**Description of the task**
Start with the line containing "Please pick out the patterned" and write out each line through the end of the listing, exactly as given.
============
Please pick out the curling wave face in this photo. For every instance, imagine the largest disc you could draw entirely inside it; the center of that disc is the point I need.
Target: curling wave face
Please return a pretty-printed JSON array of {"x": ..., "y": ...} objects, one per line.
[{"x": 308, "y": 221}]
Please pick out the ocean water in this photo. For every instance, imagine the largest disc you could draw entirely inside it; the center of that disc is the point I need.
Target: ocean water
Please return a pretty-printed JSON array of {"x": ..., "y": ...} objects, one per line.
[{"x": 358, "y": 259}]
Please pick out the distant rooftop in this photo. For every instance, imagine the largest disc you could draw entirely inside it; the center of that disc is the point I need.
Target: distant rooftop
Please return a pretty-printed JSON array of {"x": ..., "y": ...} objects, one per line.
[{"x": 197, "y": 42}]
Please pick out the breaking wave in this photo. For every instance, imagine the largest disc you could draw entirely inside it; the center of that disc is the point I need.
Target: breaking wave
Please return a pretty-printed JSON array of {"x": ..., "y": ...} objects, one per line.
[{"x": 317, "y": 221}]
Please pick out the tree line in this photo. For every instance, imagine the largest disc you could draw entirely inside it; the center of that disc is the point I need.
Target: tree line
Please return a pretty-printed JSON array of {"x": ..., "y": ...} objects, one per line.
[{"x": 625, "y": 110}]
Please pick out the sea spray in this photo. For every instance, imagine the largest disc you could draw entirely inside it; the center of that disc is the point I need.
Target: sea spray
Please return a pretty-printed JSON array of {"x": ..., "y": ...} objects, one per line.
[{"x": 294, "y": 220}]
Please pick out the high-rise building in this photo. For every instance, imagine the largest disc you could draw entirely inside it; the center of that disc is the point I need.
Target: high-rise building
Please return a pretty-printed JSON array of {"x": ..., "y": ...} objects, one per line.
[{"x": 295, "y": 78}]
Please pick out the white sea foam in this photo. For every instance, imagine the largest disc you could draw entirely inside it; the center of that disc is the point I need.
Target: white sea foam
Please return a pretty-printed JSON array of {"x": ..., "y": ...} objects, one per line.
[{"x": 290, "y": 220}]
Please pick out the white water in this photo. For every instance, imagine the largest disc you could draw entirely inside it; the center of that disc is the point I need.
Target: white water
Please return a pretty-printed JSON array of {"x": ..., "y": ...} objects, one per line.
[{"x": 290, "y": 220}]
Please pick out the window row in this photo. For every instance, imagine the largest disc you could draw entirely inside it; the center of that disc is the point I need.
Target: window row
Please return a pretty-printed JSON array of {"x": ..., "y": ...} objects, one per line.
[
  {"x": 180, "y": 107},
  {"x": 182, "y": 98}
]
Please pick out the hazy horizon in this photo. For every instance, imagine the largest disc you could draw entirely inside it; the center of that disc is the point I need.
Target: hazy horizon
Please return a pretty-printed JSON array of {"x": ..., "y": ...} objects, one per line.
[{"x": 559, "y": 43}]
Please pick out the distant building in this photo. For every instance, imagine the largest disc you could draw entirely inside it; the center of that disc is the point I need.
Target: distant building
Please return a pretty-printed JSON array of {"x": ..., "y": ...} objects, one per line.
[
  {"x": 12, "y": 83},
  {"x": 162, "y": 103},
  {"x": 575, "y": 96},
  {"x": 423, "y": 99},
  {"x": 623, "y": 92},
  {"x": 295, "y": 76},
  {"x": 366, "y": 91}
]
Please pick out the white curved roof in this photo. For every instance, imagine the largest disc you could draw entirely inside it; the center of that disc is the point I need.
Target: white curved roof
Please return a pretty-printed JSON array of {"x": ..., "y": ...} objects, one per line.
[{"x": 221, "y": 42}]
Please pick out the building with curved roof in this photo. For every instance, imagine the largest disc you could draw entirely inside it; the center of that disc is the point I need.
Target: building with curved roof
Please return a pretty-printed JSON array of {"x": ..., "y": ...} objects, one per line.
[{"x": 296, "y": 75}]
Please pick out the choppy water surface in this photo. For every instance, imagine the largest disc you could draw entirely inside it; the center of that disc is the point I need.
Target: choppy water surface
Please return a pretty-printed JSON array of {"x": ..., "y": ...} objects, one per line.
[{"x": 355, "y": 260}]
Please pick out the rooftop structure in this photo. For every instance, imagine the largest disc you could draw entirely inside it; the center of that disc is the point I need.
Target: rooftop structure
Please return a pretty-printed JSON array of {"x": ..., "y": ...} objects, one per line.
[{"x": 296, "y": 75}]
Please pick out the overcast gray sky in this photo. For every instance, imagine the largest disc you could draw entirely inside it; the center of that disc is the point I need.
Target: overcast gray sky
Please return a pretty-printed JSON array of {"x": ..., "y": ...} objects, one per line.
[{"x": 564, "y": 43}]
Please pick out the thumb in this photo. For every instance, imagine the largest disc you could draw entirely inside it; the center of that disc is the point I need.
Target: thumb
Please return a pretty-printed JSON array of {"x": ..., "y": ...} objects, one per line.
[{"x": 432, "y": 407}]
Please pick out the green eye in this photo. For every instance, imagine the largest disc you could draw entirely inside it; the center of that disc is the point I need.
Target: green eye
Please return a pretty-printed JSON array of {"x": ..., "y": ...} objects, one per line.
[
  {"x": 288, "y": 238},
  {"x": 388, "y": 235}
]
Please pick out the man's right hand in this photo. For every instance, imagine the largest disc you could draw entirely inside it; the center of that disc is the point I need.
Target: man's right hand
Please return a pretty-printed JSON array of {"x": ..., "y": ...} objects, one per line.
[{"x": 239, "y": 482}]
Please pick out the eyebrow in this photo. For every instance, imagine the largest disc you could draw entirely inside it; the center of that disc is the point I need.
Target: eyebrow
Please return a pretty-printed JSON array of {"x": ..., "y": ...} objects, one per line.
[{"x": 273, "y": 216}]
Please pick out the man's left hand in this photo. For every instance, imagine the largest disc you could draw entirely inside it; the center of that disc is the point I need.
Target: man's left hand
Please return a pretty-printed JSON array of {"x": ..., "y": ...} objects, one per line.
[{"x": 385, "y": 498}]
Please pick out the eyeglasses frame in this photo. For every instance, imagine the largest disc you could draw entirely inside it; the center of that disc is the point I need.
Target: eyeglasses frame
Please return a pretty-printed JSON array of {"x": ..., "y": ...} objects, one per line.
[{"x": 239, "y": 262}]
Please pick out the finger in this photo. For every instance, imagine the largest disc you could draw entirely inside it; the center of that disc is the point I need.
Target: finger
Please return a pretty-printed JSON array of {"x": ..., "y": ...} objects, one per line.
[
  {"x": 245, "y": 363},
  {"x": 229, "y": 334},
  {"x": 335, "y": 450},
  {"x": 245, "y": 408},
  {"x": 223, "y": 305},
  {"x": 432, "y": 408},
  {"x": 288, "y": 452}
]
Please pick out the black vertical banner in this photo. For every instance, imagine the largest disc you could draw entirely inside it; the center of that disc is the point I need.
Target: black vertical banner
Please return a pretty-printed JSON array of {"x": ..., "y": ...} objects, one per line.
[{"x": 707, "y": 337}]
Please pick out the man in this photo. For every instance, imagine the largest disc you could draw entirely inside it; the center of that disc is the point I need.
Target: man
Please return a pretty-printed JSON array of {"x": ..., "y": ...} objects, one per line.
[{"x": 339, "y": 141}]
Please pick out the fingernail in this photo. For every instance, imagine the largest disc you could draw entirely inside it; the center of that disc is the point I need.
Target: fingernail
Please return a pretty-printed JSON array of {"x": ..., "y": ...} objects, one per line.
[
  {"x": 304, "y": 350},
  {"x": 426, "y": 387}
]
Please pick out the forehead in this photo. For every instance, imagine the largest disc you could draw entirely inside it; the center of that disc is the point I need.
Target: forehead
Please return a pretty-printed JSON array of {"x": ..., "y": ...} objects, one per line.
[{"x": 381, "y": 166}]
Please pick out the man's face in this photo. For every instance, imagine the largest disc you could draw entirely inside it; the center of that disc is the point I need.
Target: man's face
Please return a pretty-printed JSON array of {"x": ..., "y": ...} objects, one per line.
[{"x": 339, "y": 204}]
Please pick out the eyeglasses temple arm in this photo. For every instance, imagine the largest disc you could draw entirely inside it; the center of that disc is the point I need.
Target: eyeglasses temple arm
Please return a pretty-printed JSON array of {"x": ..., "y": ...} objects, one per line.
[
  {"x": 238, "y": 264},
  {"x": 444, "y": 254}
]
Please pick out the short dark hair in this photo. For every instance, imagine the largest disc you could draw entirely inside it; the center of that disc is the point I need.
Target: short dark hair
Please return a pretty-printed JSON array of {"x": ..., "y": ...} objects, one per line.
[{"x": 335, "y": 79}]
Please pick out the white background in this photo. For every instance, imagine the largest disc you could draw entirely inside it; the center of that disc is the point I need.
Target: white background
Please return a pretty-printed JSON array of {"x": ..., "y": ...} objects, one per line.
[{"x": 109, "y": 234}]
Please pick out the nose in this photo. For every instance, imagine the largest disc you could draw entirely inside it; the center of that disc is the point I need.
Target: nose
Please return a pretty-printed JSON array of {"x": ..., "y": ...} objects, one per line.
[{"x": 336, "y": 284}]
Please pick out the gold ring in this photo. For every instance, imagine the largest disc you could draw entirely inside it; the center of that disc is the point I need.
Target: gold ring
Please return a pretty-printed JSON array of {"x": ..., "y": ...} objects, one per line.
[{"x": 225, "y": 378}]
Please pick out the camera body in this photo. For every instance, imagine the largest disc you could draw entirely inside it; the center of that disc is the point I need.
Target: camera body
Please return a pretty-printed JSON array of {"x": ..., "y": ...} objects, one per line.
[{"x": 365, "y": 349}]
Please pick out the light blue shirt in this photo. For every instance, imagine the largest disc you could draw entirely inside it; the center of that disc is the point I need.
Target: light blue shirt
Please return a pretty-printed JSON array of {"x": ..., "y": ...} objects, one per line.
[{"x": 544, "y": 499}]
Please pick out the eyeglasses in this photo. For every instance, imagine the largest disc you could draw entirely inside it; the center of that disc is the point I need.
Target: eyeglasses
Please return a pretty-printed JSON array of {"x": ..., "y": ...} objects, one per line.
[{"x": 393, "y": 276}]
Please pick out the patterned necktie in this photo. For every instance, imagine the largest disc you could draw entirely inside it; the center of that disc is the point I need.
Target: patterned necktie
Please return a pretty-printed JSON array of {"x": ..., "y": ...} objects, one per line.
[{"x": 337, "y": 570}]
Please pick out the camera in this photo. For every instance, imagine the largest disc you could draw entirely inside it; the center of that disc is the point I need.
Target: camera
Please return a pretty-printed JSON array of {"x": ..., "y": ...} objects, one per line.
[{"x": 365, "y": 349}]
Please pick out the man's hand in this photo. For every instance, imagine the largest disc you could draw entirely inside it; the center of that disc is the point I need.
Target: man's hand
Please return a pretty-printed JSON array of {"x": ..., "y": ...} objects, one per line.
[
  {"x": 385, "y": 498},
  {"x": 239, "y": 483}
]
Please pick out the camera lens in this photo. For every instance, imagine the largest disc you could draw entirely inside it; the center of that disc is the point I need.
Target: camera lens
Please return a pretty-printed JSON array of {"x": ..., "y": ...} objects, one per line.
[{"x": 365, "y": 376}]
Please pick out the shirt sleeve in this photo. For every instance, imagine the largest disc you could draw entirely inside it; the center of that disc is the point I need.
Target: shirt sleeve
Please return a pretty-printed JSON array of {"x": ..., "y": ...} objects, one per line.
============
**Answer to this exercise**
Please pick out the patterned necktie in this photo. For every instance, imagine the largest disc you could draw entirely inside it; the center of that disc is the point I need.
Target: patterned necktie
Please return a pretty-printed JSON array of {"x": ..., "y": ...} objects, one per line.
[{"x": 337, "y": 570}]
Please pick out the camera in this photo. For every instance, imagine the largest disc you could draw entirely inside it; the center of that disc is the point I need.
Target: camera
Please return a pretty-printed JSON array of {"x": ..., "y": ...} objects, one per line.
[{"x": 365, "y": 349}]
Please pick out the man's hand in this photo. For every instance, imagine the largest disc you could draw entirely inside it; the center of that disc is the point I need.
Target: man's hand
Please return a pretty-printed JSON array of {"x": ..., "y": ...} objects, one per line.
[
  {"x": 385, "y": 498},
  {"x": 239, "y": 483}
]
Please pick out the camera lens in this photo. For every instance, imagine the largest disc you could draw entirely inside it; the center of that disc is the point I need.
Target: camera lens
Please return a pretty-printed JSON array of {"x": ..., "y": ...} objects, one per line.
[{"x": 365, "y": 376}]
Please pick out the shirt sleeve in this photo. For every instance, imagine the largest disc you could draw entirely inside it; the center of that disc is the point I need.
Target: shirt sleeve
Please return a pretty-printed JSON array of {"x": ..., "y": ...} objects, one per line.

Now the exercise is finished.